**Document extract**
I have sailed many years with a Code 0 and it is an incredible sail upwind till 120/130º tw but I could not run. This sail permits both things and will not collapse like a spinnaker when too near the wind.

I have heard people saying very good things about Code D (Delta voile) and if what they say on the Doyle site by its costumers deserve some credibility, it seems that it is also the case there.

Regards

Paulo


----------



## jackdale (Dec 1, 2008)

tdw said:


> So question .... if a cruising boat is only going to have one light wind reaching/running headsail ... which is it to be ? I don't care that much about DDW, i find it too stressful, so I usually drop off a few degrees.


I would suggest a fairly flat cut gennaker with a slightly shorter luff that can be hardened down to the pulpit. That should cover you from about 60 degrees apparent to about 135 / 150 apparent. You could run with it in flat water, if desired.


----------



## PCP (Dec 1, 2004)

Probably it would work to some extent but today companies like Doyle invest big money in computerized study of sail performance and I am quite sure that a properly designed sail would be much more efficient. A flat cut geenaker as you are talking about is much a code 0 and that is a bit like a huge genoa.

**Stated goal 1**
Present the rows starting with the line with "Greenhouse-scouting task: tag the green t-shirt" and going on through the line with "point(335, 72)" as a two-column CSV with the columns instruction and points. Give one CSV line per row, and put each field in quotation marks with its line breaks turned into spaces.

**Records for the task**
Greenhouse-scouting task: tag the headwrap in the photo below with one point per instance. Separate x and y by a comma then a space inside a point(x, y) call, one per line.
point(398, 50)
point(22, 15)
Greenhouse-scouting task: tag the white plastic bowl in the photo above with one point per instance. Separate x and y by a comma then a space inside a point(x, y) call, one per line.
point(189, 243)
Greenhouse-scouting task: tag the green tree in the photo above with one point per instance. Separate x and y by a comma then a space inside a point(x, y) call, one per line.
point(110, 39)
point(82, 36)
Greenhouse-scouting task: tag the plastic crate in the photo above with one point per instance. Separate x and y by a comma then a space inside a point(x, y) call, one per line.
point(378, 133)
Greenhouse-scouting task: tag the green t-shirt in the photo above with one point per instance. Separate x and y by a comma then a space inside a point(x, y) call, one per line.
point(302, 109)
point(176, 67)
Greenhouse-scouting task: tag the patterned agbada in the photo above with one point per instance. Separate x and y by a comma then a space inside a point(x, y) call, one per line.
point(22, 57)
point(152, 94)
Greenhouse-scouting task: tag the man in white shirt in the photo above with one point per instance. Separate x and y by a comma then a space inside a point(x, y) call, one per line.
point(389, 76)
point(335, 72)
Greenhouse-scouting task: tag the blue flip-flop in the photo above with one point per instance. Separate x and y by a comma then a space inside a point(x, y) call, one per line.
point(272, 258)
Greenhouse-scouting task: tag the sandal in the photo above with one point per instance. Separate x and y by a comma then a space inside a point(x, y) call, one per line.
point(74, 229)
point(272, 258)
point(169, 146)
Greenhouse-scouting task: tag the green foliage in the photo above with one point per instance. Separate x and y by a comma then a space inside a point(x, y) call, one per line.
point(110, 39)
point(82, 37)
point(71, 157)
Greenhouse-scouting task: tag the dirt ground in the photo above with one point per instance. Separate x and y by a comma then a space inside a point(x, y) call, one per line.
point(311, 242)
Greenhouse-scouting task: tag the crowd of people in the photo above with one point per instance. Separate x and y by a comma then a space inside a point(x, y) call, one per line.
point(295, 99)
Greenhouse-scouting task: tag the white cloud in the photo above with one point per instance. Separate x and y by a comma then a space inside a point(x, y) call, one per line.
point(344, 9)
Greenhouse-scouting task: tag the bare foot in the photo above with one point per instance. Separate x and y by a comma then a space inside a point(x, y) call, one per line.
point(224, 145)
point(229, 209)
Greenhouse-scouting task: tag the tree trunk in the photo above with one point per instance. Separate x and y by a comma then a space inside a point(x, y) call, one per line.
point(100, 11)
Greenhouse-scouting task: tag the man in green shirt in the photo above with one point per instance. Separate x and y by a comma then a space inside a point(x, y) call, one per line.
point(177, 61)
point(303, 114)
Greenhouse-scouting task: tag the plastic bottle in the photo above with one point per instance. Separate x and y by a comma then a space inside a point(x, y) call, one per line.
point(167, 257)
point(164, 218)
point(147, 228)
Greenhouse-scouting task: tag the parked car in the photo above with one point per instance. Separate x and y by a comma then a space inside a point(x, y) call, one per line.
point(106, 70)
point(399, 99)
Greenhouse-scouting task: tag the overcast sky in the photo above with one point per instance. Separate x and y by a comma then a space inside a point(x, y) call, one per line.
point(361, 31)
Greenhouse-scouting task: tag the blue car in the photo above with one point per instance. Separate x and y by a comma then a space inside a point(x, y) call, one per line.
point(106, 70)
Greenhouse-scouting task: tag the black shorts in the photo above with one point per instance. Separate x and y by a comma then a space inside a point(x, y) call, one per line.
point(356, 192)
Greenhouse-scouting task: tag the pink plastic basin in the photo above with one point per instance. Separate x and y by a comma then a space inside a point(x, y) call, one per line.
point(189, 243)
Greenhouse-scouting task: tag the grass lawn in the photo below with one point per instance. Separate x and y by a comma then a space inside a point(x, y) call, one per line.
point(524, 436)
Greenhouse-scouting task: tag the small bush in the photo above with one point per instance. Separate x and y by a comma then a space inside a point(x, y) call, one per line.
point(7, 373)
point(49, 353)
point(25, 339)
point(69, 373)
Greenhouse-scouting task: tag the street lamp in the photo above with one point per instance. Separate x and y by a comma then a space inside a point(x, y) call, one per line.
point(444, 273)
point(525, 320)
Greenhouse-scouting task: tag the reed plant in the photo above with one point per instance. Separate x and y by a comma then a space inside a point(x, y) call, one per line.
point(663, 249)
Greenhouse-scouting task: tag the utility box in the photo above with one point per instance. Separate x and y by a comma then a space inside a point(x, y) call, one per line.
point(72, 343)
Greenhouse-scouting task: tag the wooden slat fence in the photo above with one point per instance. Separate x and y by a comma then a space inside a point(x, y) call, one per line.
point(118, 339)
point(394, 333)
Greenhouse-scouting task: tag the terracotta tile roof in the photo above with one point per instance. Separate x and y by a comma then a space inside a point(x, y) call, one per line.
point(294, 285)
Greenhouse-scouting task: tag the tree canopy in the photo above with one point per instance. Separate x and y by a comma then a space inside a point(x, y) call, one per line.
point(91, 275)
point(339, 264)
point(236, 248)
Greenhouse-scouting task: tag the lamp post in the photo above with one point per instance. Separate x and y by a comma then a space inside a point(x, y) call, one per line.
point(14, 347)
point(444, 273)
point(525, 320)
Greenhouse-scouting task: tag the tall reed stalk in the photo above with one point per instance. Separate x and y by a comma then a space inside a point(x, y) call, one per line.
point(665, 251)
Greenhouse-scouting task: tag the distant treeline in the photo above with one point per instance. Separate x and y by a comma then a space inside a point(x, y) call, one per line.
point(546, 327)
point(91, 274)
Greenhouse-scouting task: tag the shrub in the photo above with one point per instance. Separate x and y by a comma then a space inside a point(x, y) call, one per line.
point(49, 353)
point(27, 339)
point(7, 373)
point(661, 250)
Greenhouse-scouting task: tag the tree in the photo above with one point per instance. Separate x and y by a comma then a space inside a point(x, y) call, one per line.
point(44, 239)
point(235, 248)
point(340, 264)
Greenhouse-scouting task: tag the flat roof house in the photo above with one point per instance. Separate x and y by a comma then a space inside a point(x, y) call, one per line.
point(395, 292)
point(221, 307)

**Stated goal 2**
Write out the passage of the sailing thread starting with "I have heard" and going on through "the case there.".

**Answer 1**
instruction,points
"Greenhouse-scouting task: tag the green t-shirt in the photo above with one point per instance. Separate x and y by a comma then a space inside a point(x, y) call, one per line.","point(302, 109) point(176, 67)"
"Greenhouse-scouting task: tag the patterned agbada in the photo above with one point per instance. Separate x and y by a comma then a space inside a point(x, y) call, one per line.","point(22, 57) point(152, 94)"
"Greenhouse-scouting task: tag the man in white shirt in the photo above with one point per instance. Separate x and y by a comma then a space inside a point(x, y) call, one per line.","point(389, 76) point(335, 72)"

**Answer 2**
I have heard people saying very good things about Code D (Delta voile) and if what they say on the Doyle site by its costumers deserve some credibility, it seems that it is also the case there.